[ACTION ITEM] Pick out each line of the items below that contains the string "clicks". Treat uppercase and lowercase as different.
Top of GIVEN RECORDS
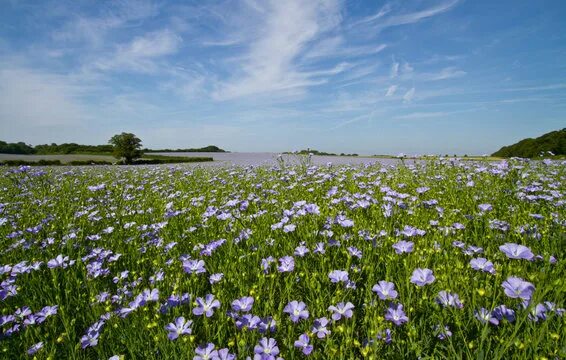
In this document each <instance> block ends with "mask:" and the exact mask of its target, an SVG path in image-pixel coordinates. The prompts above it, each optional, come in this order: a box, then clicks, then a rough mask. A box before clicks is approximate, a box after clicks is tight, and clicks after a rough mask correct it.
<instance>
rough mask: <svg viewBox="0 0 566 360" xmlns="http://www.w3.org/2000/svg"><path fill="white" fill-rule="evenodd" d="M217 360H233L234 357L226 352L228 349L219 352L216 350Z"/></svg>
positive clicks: (233, 359) (229, 353)
mask: <svg viewBox="0 0 566 360" xmlns="http://www.w3.org/2000/svg"><path fill="white" fill-rule="evenodd" d="M218 359H219V360H235V359H236V355H234V354H230V350H228V349H220V350H218Z"/></svg>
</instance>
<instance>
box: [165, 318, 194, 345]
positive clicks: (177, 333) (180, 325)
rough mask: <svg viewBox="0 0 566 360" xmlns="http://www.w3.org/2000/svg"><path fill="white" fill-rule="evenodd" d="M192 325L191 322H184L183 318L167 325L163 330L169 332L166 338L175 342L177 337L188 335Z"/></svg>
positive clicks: (175, 320)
Bottom of GIVEN RECORDS
[EXERCISE RESULT]
In this document each <instance> block ends with "mask:" and the exact mask of its target, an SVG path in image-pixel coordinates. The prompts above it, each optional, come in this order: a box, then clicks, then a rough mask. A box before clicks is approximate, a box after clicks is tight, and clicks after a rough mask correct it.
positive clicks: (233, 359) (229, 353)
positive clicks: (177, 333) (180, 325)
positive clicks: (175, 320)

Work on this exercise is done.